Go through the listing and set it down exactly, leaving out its pictures.
───
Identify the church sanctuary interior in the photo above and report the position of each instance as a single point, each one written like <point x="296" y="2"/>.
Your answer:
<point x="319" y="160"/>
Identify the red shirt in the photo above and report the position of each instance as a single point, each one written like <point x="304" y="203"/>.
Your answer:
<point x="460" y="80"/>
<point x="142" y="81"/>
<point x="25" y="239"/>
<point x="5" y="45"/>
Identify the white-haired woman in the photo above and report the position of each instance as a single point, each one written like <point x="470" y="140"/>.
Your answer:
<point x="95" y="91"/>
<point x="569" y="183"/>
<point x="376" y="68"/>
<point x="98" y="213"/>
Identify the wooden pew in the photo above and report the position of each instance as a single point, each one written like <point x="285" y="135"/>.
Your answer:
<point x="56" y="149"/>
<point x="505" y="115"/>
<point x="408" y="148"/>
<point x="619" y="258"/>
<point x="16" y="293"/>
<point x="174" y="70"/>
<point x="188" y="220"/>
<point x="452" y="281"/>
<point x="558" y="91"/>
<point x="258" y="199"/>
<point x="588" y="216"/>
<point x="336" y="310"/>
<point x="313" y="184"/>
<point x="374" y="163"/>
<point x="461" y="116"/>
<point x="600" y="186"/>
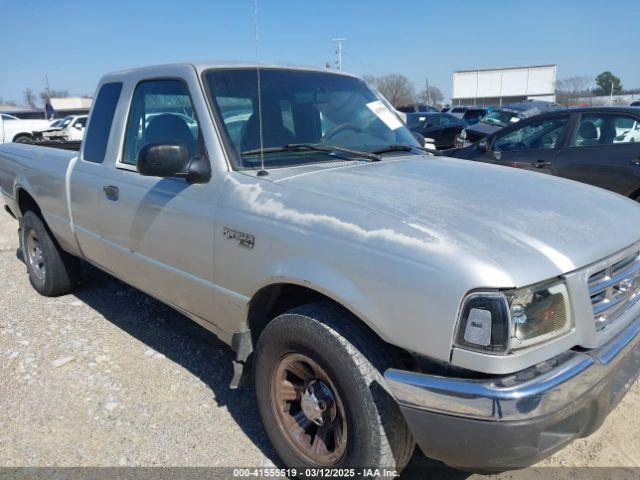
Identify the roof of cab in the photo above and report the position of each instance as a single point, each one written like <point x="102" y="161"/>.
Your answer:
<point x="202" y="66"/>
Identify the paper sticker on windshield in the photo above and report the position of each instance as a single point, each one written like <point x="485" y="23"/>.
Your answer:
<point x="384" y="114"/>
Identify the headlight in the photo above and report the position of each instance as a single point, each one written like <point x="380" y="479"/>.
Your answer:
<point x="501" y="322"/>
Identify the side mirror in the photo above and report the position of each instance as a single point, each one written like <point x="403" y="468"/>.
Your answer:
<point x="419" y="138"/>
<point x="172" y="160"/>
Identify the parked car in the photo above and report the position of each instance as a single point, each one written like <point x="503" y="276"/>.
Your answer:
<point x="595" y="145"/>
<point x="70" y="129"/>
<point x="380" y="293"/>
<point x="13" y="129"/>
<point x="471" y="115"/>
<point x="499" y="118"/>
<point x="417" y="108"/>
<point x="441" y="127"/>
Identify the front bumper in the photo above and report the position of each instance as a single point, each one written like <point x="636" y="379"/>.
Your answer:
<point x="459" y="142"/>
<point x="514" y="421"/>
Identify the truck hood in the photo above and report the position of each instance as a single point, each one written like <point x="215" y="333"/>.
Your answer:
<point x="527" y="225"/>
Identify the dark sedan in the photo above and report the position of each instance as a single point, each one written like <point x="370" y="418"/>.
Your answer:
<point x="598" y="145"/>
<point x="502" y="117"/>
<point x="441" y="127"/>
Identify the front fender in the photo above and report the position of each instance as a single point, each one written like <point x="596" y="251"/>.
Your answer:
<point x="324" y="279"/>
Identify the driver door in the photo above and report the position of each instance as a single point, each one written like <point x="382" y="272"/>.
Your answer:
<point x="159" y="235"/>
<point x="533" y="146"/>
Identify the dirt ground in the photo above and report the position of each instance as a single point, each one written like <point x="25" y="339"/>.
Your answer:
<point x="108" y="376"/>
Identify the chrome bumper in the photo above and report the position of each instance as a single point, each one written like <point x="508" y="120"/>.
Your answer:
<point x="533" y="392"/>
<point x="528" y="415"/>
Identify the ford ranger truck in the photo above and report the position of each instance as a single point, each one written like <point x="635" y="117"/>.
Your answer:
<point x="380" y="296"/>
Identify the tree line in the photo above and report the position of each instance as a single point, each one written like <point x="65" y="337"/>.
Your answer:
<point x="399" y="90"/>
<point x="606" y="83"/>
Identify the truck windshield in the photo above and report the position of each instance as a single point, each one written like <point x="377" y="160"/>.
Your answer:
<point x="300" y="107"/>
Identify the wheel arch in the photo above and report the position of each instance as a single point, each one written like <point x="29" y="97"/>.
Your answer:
<point x="635" y="194"/>
<point x="285" y="293"/>
<point x="25" y="200"/>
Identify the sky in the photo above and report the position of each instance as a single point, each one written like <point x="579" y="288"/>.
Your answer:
<point x="75" y="42"/>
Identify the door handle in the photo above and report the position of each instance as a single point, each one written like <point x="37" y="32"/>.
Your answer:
<point x="540" y="164"/>
<point x="111" y="192"/>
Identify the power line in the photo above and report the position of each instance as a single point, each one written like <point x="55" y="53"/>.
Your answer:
<point x="357" y="60"/>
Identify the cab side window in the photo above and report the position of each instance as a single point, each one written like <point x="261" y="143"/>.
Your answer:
<point x="606" y="129"/>
<point x="540" y="135"/>
<point x="161" y="112"/>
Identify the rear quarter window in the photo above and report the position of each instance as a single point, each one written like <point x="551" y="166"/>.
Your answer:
<point x="97" y="137"/>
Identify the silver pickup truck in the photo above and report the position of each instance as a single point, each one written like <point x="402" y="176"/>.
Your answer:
<point x="380" y="296"/>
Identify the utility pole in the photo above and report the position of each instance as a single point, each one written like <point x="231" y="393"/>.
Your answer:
<point x="339" y="51"/>
<point x="428" y="93"/>
<point x="611" y="95"/>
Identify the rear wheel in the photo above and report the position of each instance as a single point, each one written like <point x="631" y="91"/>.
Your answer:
<point x="322" y="395"/>
<point x="51" y="270"/>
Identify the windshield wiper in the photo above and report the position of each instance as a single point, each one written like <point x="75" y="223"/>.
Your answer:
<point x="399" y="148"/>
<point x="294" y="147"/>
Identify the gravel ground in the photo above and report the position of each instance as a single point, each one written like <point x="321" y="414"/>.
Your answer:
<point x="108" y="376"/>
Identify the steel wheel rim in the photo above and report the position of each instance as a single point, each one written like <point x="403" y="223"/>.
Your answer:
<point x="35" y="255"/>
<point x="309" y="410"/>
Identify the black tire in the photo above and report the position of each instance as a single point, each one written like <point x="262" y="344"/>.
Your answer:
<point x="23" y="139"/>
<point x="354" y="359"/>
<point x="51" y="270"/>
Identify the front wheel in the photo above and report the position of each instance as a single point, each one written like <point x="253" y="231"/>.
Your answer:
<point x="322" y="395"/>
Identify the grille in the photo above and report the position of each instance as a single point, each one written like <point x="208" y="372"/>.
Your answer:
<point x="614" y="289"/>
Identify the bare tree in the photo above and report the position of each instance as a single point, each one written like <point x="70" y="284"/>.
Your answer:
<point x="396" y="88"/>
<point x="29" y="98"/>
<point x="572" y="87"/>
<point x="432" y="96"/>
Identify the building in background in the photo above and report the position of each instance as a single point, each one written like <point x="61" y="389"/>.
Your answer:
<point x="499" y="86"/>
<point x="61" y="106"/>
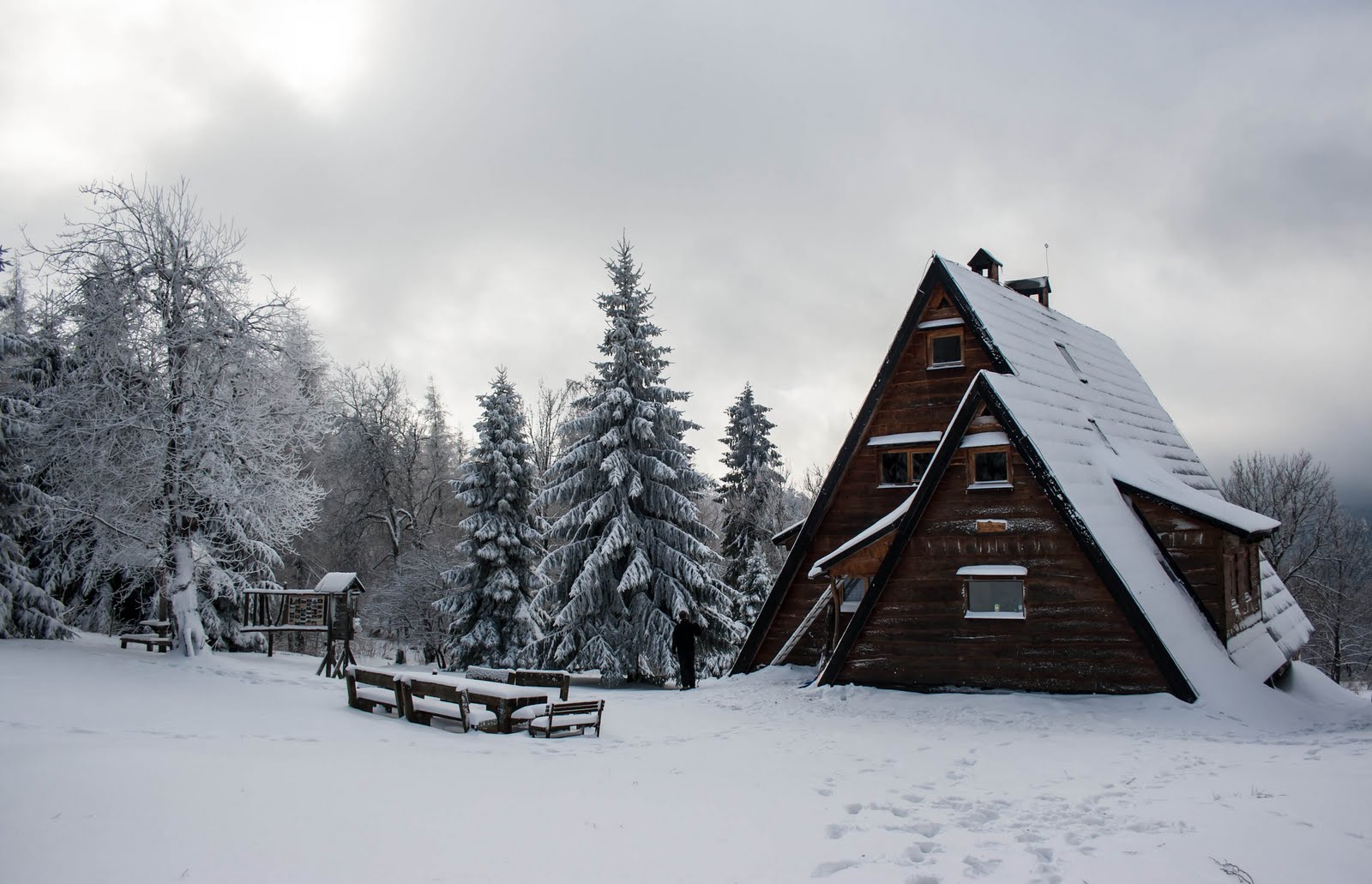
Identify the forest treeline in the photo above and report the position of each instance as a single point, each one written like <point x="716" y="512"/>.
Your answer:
<point x="168" y="441"/>
<point x="171" y="441"/>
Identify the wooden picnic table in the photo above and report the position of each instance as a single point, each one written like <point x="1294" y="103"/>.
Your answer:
<point x="496" y="696"/>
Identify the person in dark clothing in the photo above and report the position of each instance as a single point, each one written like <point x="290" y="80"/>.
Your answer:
<point x="683" y="643"/>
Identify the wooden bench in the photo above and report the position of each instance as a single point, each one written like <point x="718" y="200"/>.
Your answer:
<point x="425" y="701"/>
<point x="545" y="678"/>
<point x="567" y="719"/>
<point x="484" y="673"/>
<point x="154" y="643"/>
<point x="368" y="688"/>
───
● **Answer to the task**
Identify the church sanctuary interior in the photo above and report the position of each instance as a single point, each one written like <point x="296" y="2"/>.
Your answer:
<point x="319" y="160"/>
Identify the red shirt in the photo above and report the position of each instance as a single point, each one written like <point x="304" y="203"/>.
Your answer:
<point x="460" y="80"/>
<point x="142" y="81"/>
<point x="25" y="239"/>
<point x="5" y="45"/>
Identify the white-haired woman in the photo above and report the position of each instance as a single point, each one written like <point x="470" y="140"/>.
Your answer:
<point x="95" y="91"/>
<point x="569" y="183"/>
<point x="376" y="68"/>
<point x="98" y="213"/>
Identify the wooden pew in the photo above and report the position of each instance as a single point, each one written like <point x="285" y="135"/>.
Your answer:
<point x="56" y="149"/>
<point x="505" y="115"/>
<point x="408" y="148"/>
<point x="619" y="258"/>
<point x="16" y="293"/>
<point x="174" y="70"/>
<point x="188" y="220"/>
<point x="452" y="281"/>
<point x="558" y="91"/>
<point x="258" y="199"/>
<point x="588" y="216"/>
<point x="336" y="310"/>
<point x="313" y="184"/>
<point x="374" y="163"/>
<point x="461" y="116"/>
<point x="600" y="186"/>
Identify the roof of cab in the photo above and report the position of each instance as a single point, each one written like <point x="102" y="161"/>.
Your answer:
<point x="202" y="66"/>
Identify the paper sticker on windshield in the photo above and report the position of each instance as a single point, each one written like <point x="485" y="23"/>.
Your answer:
<point x="384" y="114"/>
Identify the headlight in the photo above and report the position of each instance as a single point, each one written like <point x="380" y="479"/>.
Your answer:
<point x="501" y="322"/>
Identify the side mirror in the photo above and report the position of each instance as a single point, each one written like <point x="403" y="468"/>.
Your answer:
<point x="419" y="138"/>
<point x="172" y="160"/>
Identify the parked car in the photo above and report the position of each instance as a single point, each one written like <point x="503" y="276"/>.
Your answer:
<point x="595" y="145"/>
<point x="70" y="129"/>
<point x="380" y="293"/>
<point x="13" y="129"/>
<point x="471" y="115"/>
<point x="499" y="118"/>
<point x="417" y="108"/>
<point x="441" y="127"/>
Identify the front bumper in the photo above and report the position of each instance as a single point, each one written like <point x="636" y="379"/>.
Your answer:
<point x="459" y="142"/>
<point x="514" y="421"/>
Identify the truck hood in the photo above and report the position of each instance as a single point, each one written like <point x="215" y="333"/>.
Your answer:
<point x="527" y="225"/>
Identify the dark sedan in the photo above and report the position of each instance as a single point, each one written like <point x="370" y="418"/>.
Your answer:
<point x="598" y="145"/>
<point x="502" y="117"/>
<point x="441" y="127"/>
Identify the front fender in the photo above and report the position of each instance as a single point, each one written like <point x="596" y="251"/>.
Your answer:
<point x="324" y="279"/>
Identify the driver door in the photo above and report the position of each instance as a single point, each one written like <point x="382" y="272"/>.
Your answer:
<point x="159" y="235"/>
<point x="533" y="146"/>
Identify the dirt ground in the photo above and report the position of each instance as a single point, each one written like <point x="25" y="339"/>.
Your answer:
<point x="108" y="376"/>
Identify the chrome bumper in the photo above and report the position of each instance as a single point, each one written like <point x="508" y="120"/>.
Your answer:
<point x="533" y="392"/>
<point x="528" y="415"/>
Identify the ford ranger truck in the photo above and report the position of each instance as a single point, each one written like <point x="635" y="117"/>.
Your answer:
<point x="380" y="296"/>
Identify the tree line in the photo above and report the position of each instance as a single point, each one written like <point x="65" y="337"/>.
Your answer:
<point x="399" y="90"/>
<point x="606" y="83"/>
Identify the truck windshield in the photo above and report the position of each instance as a single point, each one written like <point x="377" y="160"/>.
Your answer:
<point x="300" y="107"/>
Identify the wheel arch in the photo above and report the position of each instance as a single point, each one written like <point x="29" y="97"/>.
Your answer:
<point x="635" y="194"/>
<point x="285" y="293"/>
<point x="25" y="200"/>
Identify the sky in the photo above and report the position of each instance as a single point, each one written like <point x="579" y="288"/>.
Your answer:
<point x="75" y="42"/>
Identify the door handle in the photo above and report the position of each instance as a single point, each one written like <point x="37" y="32"/>.
Your answer:
<point x="540" y="164"/>
<point x="111" y="192"/>
Identify the power line in the photo above and report the position of each instance as a single point, each one written like <point x="55" y="53"/>.
Your answer:
<point x="357" y="60"/>
Identify the cab side window in the photo above and report the position of each instance as a single point, each one written like <point x="261" y="143"/>.
Your answer:
<point x="606" y="129"/>
<point x="540" y="135"/>
<point x="161" y="112"/>
Identify the rear quarter window in the photo above and report the position of each instance as a single point, each one written like <point x="551" y="166"/>.
Your answer:
<point x="97" y="137"/>
Identify the silver pickup truck in the photo above and report the position of each instance as a single point, each one written like <point x="402" y="176"/>.
Your answer:
<point x="380" y="296"/>
Identify the utility pole in the photo above and report the position of each instance as a single point, each one written like <point x="231" y="393"/>.
Your answer:
<point x="339" y="51"/>
<point x="428" y="93"/>
<point x="611" y="95"/>
Identify the rear wheel in the photo above and report the position of each instance as a single point, each one written like <point x="631" y="91"/>.
Your answer:
<point x="322" y="395"/>
<point x="51" y="270"/>
Identify the windshield wiper in the photo above and report the position of each instance as a single point, each one written like <point x="75" y="223"/>.
Your answer:
<point x="399" y="148"/>
<point x="294" y="147"/>
Identify the gravel ground in the photo above and report the position of each instance as a single point, each one written like <point x="321" y="414"/>.
Your answer:
<point x="108" y="376"/>
Identify the steel wheel rim in the photo above and report the position of each instance as a single point, each one written like <point x="403" y="223"/>.
Your answer:
<point x="35" y="255"/>
<point x="309" y="410"/>
Identify the black tire in the photo above and report the position of each instance as a single point, each one written like <point x="262" y="344"/>.
Your answer:
<point x="23" y="139"/>
<point x="354" y="359"/>
<point x="51" y="270"/>
Identify the front wheel in the photo above and report the position of each instance as a single point, each one written like <point x="253" y="231"/>.
Your answer:
<point x="322" y="395"/>
Identify the grille in the photo above and report the position of each instance as a single point, each one written like <point x="208" y="372"/>.
Your answer:
<point x="614" y="289"/>
Identify the bare tree in the photo above and report the position of each instance as a single point, each one written like <point x="70" y="284"/>.
Your answer:
<point x="396" y="88"/>
<point x="29" y="98"/>
<point x="572" y="87"/>
<point x="432" y="96"/>
Identify the building in background in the photo above and report the position of each instance as a single point, each one written like <point x="61" y="389"/>.
Your answer:
<point x="499" y="86"/>
<point x="61" y="106"/>
Identify the forest treeline in the photo above and report the position of each instance as a single point, each one written like <point x="716" y="512"/>.
Your answer:
<point x="168" y="441"/>
<point x="171" y="441"/>
Identify the wooden picnic table in the photo above and report the position of each instance as a single point, each one written like <point x="1294" y="103"/>.
Your answer:
<point x="496" y="696"/>
Identify the person in dark clothing in the photo above and report the position of each instance as a single point, each one written like <point x="290" y="80"/>.
Your answer:
<point x="683" y="643"/>
Identify the wooden bench in the photo above and report the position of each instance as a single point, each one written like <point x="718" y="200"/>.
Your answer:
<point x="425" y="701"/>
<point x="545" y="678"/>
<point x="567" y="719"/>
<point x="484" y="673"/>
<point x="154" y="643"/>
<point x="368" y="688"/>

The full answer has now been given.